Omit the images and return the remaining entries unchanged.

Material for the task below:

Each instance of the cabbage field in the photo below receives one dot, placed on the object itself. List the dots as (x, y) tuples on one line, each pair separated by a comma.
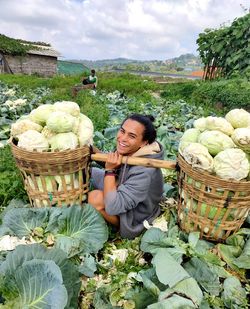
[(70, 258)]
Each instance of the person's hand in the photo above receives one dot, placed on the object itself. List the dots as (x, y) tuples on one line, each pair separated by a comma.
[(95, 150), (114, 160)]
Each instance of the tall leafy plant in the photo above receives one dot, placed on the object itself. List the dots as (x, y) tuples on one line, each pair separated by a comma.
[(227, 48)]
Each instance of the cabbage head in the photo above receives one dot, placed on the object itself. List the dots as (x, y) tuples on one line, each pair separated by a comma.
[(201, 124), (239, 118), (215, 141), (86, 122), (231, 164), (23, 125), (241, 138), (189, 136), (198, 156), (32, 140), (68, 107), (63, 141), (47, 133), (85, 131), (219, 124), (60, 122), (41, 113)]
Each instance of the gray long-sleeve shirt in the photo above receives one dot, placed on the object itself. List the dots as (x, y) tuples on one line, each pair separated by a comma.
[(137, 197)]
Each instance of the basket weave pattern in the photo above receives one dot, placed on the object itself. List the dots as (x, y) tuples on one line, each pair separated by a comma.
[(71, 168), (215, 207)]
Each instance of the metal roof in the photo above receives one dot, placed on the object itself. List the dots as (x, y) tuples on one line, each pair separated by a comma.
[(44, 51)]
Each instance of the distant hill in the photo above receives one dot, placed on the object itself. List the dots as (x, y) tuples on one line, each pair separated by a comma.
[(184, 63)]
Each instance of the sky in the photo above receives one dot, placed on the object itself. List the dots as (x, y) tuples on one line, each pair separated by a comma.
[(108, 29)]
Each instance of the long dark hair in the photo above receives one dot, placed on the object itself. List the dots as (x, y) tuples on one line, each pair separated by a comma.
[(149, 133)]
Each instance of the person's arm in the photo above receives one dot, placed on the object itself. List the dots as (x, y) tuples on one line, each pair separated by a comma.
[(114, 161), (129, 194)]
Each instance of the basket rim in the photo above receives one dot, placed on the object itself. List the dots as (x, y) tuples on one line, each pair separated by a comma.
[(44, 153), (202, 175)]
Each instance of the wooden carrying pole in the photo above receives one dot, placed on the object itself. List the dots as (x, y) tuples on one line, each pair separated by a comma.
[(137, 161)]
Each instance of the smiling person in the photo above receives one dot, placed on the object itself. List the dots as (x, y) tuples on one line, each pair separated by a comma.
[(127, 195)]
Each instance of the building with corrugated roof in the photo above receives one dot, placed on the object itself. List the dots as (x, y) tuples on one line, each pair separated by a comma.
[(38, 59)]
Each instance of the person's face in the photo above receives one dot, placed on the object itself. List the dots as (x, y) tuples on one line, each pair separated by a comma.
[(129, 138)]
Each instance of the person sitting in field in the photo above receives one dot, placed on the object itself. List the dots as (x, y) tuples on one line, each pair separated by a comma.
[(91, 79), (127, 195)]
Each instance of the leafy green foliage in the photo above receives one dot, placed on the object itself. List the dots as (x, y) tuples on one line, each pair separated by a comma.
[(27, 273), (227, 47), (233, 93), (75, 229), (11, 185), (176, 91)]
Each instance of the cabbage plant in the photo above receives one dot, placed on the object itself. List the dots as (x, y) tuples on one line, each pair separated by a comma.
[(41, 113), (60, 122), (241, 138), (231, 164), (215, 141), (63, 141), (239, 118), (198, 156), (32, 140), (22, 126), (68, 107)]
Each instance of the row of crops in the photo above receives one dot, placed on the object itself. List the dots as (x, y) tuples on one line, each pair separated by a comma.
[(69, 257)]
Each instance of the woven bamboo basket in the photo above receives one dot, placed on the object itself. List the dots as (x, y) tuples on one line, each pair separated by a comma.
[(215, 207), (54, 178)]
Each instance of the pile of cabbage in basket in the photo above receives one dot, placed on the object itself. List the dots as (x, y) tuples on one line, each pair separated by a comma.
[(53, 127), (220, 146)]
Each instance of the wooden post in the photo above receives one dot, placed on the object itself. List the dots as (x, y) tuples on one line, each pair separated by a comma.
[(137, 161)]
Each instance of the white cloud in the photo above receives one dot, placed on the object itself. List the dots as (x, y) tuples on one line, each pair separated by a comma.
[(100, 29)]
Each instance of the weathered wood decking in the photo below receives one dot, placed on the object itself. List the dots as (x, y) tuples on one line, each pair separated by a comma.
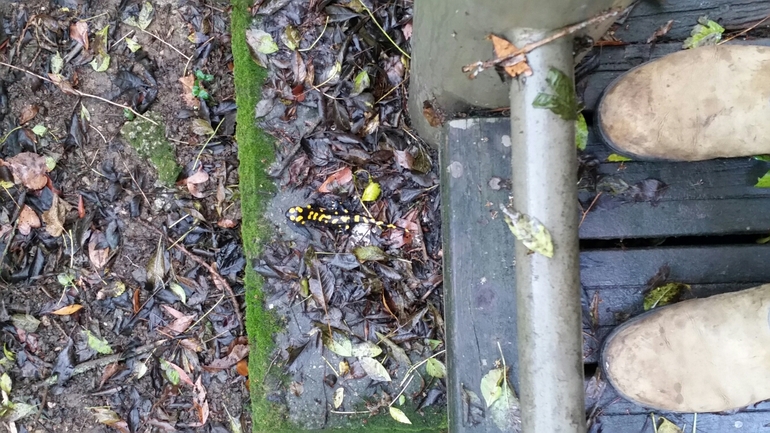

End of Material for the task.

**Result below**:
Each instance of the cabbage field in the photo below receives one dot, placed on the object itself. List the dots as (x, y) tuples on one line, each pair separated by a comma.
[(70, 258)]
Each instance of the person's hand in the photo above receives one dot, placed on the object itself. List the dots as (x, y) tuples on one line, each pair separated by a comma.
[(95, 150), (114, 160)]
Each instance of the tall leafy plant in the photo above receives one dot, placed on the object itself. List the dots as (x, y) tuples on one line, each pair separated by a comma.
[(227, 48)]
Each instance of the cabbage head in the photo above receives one dot, placed on the object itself. List the dots as (x, y) tuples on one line, each pair separated by a comma.
[(201, 124), (239, 118), (215, 141), (86, 122), (231, 164), (23, 125), (241, 138), (189, 136), (198, 156), (32, 140), (68, 107), (63, 141), (47, 133), (85, 131), (219, 124), (60, 122), (41, 113)]
Each instance of the gray long-sleeve shirt in the photo above receives one dot, placed on the object itself. List the dots as (x, y) tuples on one line, each pair separated by a comma.
[(137, 197)]
Each instance of the basket weave pattern in the photo above receives one dot, placed on the object itself. List the dots as (x, y) tuples on one line, each pair separated by a comma.
[(71, 168), (215, 207)]
Each instance of the metal roof in the photo above receives one dot, placed on the object itself. List the dots as (x, y) tuples on one line, each pair separated by a comma.
[(44, 51)]
Each instance of the distant hill in the photo above receives one dot, placed on the object itself. List the dots as (x, y) tuples on one line, each pair separated by a comma.
[(184, 63)]
Each instance of the sky in the photo above receives one dot, placed on the object itself. List the dots as (x, y) tuples on one line, each pair separated by a comma.
[(108, 29)]
Each instance of the long dark hair in the photo above receives one dot, placed on the object itself. List the dots as (x, y) tuples on one line, each pair separated by a comma.
[(149, 133)]
Each instance of the person's arm in the photo above receives one dot, placed on the object itself. List the dots as (x, y) tuples on one line, each pair separated by a comma.
[(114, 161), (129, 194)]
Each instance of the basket rim in the photo above receives one dot, placed on the object itself. List the dots as (x, y) tuples on one line, each pair separated by a comma.
[(44, 153), (202, 175)]
Each instance of the wooden carrying pole in the photo above receives one dot, placed on the object itself. List the dots as (x, y) tuples on one line, each pair separated by a comma.
[(137, 161)]
Each instance of the smiling person in the photo above receives one dot, placed on the object itself. List the dots as (x, y) tuples on one line, each pair separated by a comma.
[(127, 195)]
Each instance of the building with corrugated roof in the photo above receives one dot, placed on the object itself. List the dots as (x, y) tuples on one line, each pair separated by a comma.
[(38, 59)]
Each instance of the person's face in the photo above receives one dot, placed on the object itself. List the dots as (x, y) tuples on one line, each pair separated by a comma.
[(129, 138)]
Each instance of the person sitting in field in the photo above receives one dot, placed on the object itself. List the dots as (x, y) tuples on one line, each pair separated by a comma.
[(91, 79), (127, 195)]
Each instance of the leafy green foliage in the photo above receives one dot, placed on the object itself. List the dots as (x, y) tuples on one line, each pair separated by a comma.
[(27, 273), (227, 47), (233, 93), (75, 229), (11, 185), (176, 91)]
Each instance of the cabbage plant in the photo above receives one dot, placed on the object itself. List the dots as (x, y) tuples on one line, each pair separated by a comma.
[(41, 113), (60, 122), (241, 138), (231, 164), (215, 141), (63, 141), (239, 118), (198, 156), (32, 140), (22, 126), (68, 107)]
Each instance of the row of crops in the photo above receives one dot, placed on the object itself. List the dots as (x, y) tuples on one line, each pair separated by a comma.
[(69, 257)]
Each instance of the woven bamboo basket in the photo above receives one dot, placed on the object itself. List the dots as (x, y) tuples on one line, each pair separated by a comma.
[(215, 207), (54, 178)]
Each instance of the pile of cabbage in basket in the photo above receives one dot, placed on the object itself. List the dots as (x, y) tuples on one line, each pair separated by a comma.
[(53, 127), (220, 146)]
Each instance of the wooden post in the photo above receives one dot, placed on the object itself. List the dots as (x, y) tuples on one line, each pair separated by a comma.
[(137, 161)]
Each instance of the white cloud in the photo above receives one dot, placed on the object itself. List the dots as (x, y) tuples on one line, each pair separated by a comma.
[(100, 29)]
Each instance of the weathered wood decking in the photo below receives one dot, placed on the object itself. List the dots as (x, y) tuples on one line, each pair separated by a comma.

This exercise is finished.